### WHAT THE TASK REQUIRES
Your response should reproduce every line of the entries that contains the word "flower".

### SOURCE MATERIAL
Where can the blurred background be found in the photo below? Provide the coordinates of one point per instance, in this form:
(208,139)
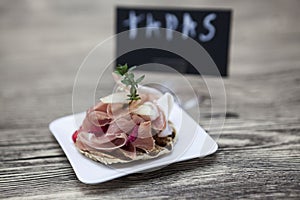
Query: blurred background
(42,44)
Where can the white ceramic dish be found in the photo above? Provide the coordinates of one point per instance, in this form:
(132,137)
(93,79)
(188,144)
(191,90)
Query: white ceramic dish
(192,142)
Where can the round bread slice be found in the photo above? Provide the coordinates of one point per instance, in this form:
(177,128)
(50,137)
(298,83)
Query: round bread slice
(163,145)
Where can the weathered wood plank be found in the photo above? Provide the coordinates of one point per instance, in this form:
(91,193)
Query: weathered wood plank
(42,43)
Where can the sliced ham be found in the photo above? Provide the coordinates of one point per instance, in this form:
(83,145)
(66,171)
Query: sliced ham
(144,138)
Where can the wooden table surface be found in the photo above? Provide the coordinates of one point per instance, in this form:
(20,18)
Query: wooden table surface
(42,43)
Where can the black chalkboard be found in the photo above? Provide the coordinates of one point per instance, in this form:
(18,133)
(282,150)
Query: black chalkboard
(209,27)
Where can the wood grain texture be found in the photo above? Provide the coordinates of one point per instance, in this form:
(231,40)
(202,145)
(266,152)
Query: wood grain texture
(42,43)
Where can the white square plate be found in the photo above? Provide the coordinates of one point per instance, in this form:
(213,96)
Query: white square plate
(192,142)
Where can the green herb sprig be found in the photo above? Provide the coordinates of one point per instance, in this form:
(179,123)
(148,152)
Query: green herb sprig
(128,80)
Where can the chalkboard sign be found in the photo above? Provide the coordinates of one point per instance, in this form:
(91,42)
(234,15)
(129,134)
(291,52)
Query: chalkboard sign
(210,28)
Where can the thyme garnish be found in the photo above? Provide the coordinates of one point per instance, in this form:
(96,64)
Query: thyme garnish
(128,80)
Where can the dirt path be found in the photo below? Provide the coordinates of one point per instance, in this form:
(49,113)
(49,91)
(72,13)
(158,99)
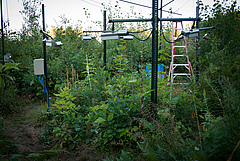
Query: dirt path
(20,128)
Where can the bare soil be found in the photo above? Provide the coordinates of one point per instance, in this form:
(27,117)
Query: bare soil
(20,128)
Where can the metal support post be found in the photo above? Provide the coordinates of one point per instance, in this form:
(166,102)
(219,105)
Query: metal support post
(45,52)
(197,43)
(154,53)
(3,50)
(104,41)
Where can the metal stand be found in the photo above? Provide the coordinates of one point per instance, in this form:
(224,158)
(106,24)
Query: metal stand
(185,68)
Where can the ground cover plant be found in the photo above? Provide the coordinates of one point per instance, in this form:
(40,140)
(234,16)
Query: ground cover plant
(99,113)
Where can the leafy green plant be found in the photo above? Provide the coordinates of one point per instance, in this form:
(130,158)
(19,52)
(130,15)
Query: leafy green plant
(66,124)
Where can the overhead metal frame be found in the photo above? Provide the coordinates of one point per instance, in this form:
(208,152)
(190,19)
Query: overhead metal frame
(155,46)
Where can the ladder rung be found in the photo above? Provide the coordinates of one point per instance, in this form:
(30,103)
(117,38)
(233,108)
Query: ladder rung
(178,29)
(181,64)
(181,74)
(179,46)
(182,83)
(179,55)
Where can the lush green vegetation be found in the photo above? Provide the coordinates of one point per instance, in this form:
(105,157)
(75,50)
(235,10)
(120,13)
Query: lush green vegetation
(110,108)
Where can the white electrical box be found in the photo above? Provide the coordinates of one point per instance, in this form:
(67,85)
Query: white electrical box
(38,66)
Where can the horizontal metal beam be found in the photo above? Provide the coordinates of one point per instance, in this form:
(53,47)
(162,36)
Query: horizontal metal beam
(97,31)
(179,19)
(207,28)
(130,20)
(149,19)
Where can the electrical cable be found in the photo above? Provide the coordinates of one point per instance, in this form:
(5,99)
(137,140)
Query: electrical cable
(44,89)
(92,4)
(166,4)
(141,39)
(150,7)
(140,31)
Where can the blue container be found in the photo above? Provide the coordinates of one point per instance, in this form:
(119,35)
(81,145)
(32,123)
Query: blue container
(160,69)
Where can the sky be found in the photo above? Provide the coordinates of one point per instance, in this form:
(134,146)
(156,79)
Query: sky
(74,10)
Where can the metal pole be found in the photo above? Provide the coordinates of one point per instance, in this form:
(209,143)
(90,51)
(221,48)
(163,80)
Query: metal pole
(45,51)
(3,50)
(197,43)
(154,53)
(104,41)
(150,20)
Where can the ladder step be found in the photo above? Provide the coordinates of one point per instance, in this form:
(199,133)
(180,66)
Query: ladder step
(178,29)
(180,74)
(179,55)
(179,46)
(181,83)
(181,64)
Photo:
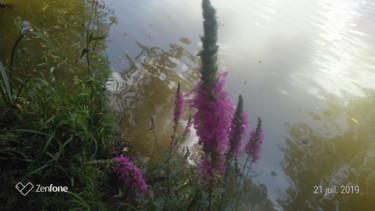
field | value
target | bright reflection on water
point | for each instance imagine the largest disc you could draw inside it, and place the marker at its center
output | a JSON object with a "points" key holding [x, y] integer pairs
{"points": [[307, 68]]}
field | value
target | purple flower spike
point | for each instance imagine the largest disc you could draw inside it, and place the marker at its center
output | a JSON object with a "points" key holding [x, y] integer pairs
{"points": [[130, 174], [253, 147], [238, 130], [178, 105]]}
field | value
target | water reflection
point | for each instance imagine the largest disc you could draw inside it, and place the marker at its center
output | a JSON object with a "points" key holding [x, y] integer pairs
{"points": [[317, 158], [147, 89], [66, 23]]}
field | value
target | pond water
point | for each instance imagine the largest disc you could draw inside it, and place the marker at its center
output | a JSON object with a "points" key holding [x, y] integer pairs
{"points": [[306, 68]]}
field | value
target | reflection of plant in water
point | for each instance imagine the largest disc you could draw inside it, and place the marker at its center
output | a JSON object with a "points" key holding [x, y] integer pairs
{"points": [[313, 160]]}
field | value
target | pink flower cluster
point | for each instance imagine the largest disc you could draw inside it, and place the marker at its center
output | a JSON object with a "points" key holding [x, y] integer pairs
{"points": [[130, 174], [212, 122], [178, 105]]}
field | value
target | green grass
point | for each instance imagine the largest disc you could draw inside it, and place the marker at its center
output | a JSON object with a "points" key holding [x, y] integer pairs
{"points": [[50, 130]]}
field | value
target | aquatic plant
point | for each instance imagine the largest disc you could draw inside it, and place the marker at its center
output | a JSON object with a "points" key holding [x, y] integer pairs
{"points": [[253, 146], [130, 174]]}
...
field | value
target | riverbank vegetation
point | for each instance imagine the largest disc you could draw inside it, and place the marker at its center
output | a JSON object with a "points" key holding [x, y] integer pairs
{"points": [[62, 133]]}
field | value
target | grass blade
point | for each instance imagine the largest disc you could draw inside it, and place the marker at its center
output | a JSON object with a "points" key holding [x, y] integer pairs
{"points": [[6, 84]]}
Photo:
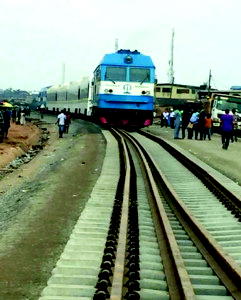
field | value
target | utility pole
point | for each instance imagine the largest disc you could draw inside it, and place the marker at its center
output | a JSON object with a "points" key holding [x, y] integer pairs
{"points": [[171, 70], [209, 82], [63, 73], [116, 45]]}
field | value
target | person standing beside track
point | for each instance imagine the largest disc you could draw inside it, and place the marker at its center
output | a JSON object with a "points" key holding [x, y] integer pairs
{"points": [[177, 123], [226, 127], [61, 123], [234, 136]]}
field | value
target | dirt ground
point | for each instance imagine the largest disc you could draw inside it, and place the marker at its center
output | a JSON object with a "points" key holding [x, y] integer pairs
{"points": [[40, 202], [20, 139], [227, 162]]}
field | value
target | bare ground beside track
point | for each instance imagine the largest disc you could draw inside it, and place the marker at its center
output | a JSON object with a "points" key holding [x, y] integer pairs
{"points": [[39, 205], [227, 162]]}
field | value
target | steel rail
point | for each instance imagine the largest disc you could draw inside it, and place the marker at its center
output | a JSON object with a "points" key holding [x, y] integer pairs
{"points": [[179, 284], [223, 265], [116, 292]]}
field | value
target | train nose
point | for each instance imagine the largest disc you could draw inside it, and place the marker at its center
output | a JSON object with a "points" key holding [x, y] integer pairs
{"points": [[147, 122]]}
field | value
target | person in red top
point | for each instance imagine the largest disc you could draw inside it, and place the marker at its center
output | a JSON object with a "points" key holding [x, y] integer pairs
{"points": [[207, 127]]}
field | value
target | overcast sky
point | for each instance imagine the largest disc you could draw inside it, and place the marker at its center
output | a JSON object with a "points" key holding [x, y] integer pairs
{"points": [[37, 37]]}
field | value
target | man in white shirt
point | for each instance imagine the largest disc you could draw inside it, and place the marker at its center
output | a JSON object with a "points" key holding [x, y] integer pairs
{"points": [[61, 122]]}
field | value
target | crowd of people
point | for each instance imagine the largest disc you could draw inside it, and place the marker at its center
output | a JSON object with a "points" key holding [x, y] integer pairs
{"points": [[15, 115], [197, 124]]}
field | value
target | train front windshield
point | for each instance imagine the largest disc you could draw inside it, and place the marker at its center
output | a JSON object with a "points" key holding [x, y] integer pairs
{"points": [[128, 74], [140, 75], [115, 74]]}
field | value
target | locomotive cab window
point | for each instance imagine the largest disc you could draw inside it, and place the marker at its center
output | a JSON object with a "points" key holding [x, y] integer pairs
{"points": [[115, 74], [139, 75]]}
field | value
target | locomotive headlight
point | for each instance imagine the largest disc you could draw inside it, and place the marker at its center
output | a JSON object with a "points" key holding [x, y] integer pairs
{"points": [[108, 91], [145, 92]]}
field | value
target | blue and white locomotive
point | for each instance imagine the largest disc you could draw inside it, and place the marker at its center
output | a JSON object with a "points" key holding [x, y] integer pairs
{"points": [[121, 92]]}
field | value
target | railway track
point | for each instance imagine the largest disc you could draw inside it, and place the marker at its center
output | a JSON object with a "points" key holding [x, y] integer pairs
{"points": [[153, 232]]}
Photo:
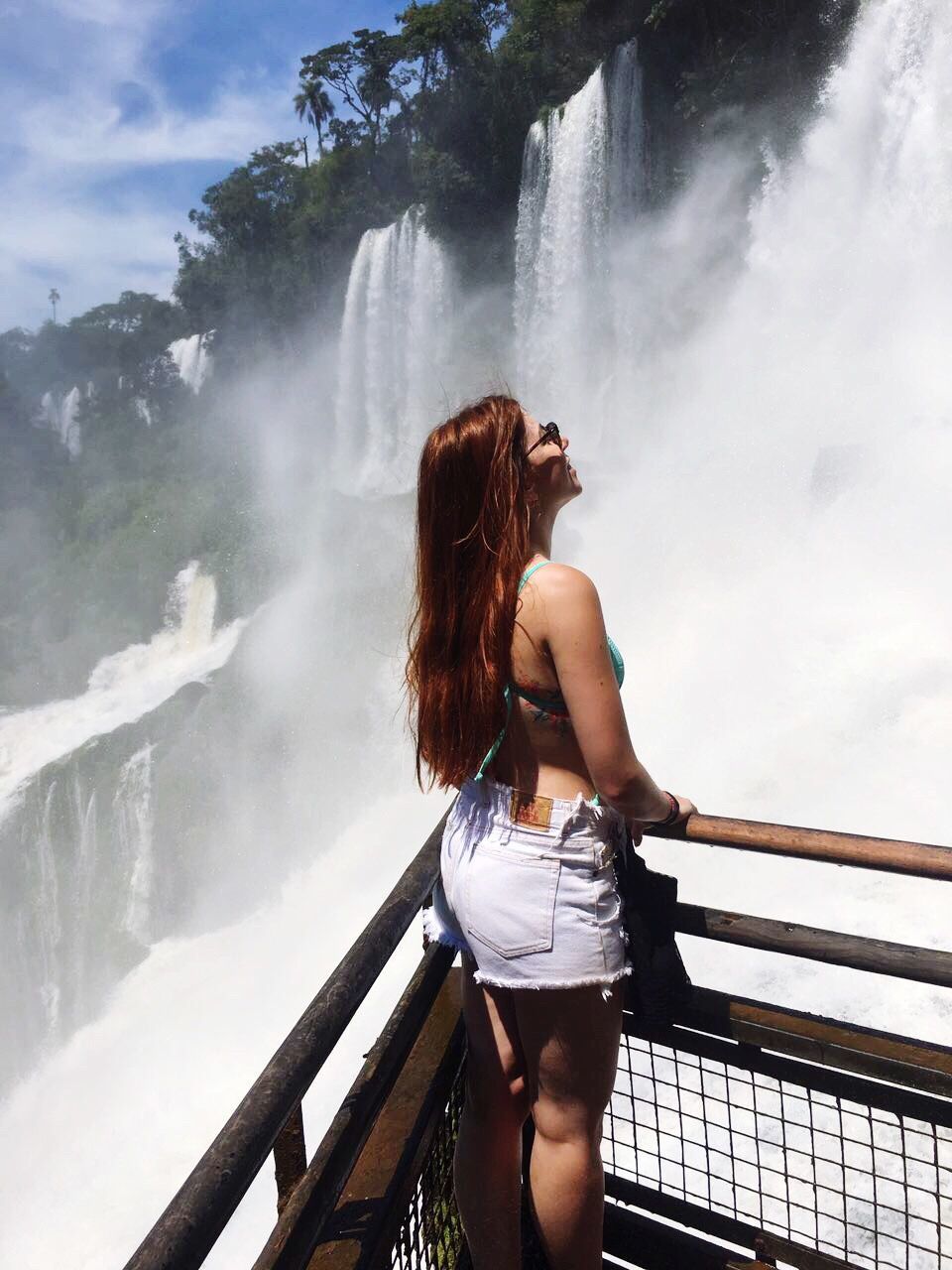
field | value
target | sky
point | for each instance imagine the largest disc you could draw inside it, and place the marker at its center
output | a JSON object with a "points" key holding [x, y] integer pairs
--
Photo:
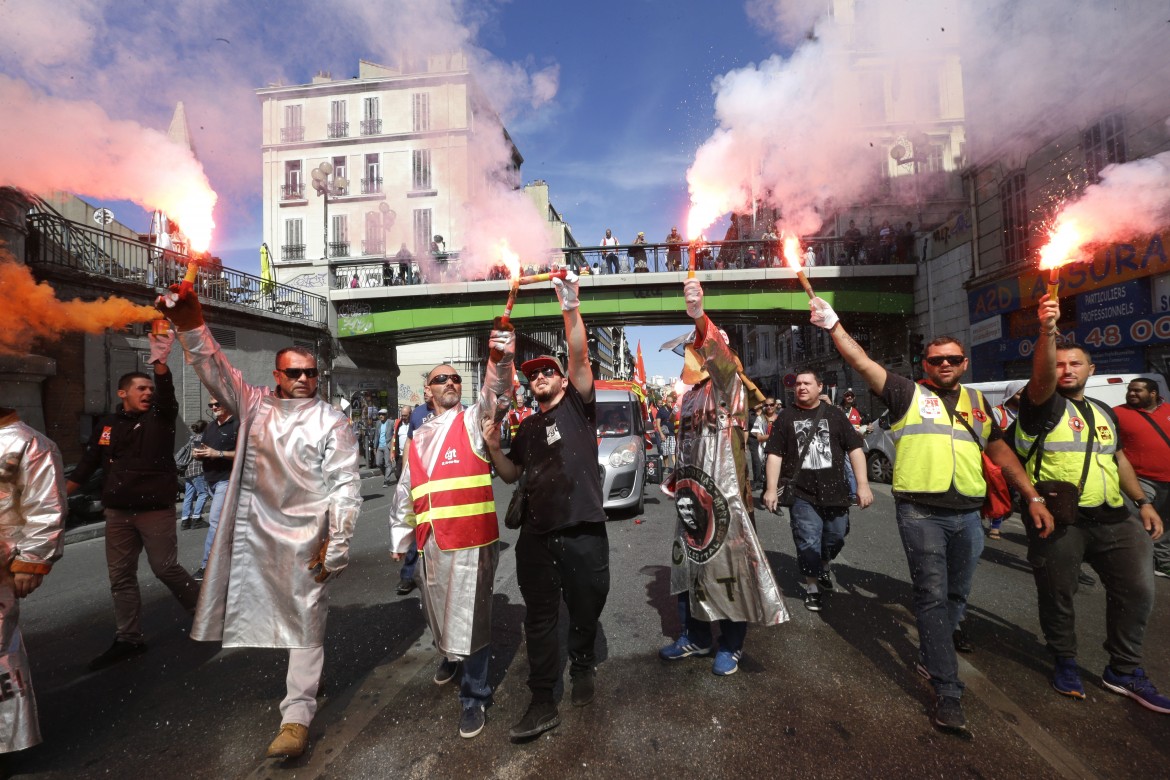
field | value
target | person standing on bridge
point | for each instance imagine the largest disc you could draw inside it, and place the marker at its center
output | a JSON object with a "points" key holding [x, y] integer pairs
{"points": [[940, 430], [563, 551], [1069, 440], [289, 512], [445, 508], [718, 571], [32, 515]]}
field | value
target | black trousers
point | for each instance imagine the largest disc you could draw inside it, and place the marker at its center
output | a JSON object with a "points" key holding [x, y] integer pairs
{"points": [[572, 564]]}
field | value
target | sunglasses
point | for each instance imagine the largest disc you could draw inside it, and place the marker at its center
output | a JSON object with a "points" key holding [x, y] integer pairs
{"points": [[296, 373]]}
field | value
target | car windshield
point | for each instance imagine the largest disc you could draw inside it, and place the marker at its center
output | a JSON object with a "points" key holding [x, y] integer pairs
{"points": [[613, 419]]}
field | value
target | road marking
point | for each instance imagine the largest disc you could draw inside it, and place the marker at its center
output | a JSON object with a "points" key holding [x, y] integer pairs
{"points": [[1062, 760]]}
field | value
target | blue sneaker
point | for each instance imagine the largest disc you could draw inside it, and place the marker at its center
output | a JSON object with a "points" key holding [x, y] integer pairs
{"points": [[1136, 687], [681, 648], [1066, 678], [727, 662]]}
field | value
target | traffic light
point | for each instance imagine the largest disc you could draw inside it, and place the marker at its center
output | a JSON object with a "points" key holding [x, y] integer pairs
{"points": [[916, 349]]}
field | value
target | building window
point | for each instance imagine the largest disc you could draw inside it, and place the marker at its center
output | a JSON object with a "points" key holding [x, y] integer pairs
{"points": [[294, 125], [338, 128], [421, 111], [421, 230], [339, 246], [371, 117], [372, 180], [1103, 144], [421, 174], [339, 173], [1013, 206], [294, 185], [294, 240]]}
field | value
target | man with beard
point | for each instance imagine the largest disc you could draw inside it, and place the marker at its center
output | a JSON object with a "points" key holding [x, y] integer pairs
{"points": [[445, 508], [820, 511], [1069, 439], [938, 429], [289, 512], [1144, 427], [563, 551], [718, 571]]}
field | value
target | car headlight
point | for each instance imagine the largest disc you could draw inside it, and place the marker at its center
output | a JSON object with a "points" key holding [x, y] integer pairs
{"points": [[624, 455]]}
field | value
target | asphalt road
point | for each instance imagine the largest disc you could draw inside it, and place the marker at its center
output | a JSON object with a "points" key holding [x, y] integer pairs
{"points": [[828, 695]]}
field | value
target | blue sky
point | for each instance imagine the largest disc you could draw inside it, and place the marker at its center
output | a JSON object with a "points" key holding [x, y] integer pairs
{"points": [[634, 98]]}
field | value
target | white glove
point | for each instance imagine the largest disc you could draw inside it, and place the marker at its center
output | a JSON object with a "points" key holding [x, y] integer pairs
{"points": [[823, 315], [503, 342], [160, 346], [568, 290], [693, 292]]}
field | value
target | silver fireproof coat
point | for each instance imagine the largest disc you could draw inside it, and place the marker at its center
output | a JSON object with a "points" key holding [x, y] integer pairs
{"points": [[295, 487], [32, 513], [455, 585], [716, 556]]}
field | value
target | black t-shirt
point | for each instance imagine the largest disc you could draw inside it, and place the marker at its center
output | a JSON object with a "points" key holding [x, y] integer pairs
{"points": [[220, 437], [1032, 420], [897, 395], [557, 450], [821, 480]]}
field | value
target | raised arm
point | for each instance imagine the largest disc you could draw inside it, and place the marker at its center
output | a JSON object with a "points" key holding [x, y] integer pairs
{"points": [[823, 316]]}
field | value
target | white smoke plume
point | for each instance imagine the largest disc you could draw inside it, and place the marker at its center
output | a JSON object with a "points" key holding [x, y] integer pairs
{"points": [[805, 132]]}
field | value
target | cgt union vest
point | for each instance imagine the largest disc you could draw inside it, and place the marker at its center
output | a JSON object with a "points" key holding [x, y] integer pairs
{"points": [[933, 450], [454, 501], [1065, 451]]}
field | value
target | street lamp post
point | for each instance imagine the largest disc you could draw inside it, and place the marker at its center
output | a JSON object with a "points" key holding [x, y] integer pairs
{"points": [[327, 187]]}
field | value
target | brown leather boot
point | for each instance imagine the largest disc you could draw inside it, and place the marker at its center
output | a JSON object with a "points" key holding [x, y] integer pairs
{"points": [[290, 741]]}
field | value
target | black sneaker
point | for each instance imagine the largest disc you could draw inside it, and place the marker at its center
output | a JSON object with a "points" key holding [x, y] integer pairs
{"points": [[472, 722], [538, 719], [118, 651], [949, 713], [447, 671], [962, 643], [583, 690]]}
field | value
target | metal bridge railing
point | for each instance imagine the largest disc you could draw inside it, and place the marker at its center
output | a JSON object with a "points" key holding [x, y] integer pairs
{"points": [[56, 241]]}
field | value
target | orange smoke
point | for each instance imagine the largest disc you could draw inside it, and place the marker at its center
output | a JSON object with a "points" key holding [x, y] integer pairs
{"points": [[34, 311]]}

### RESPONSE TO THE TASK
target | purple flower spike
target | pink flower cluster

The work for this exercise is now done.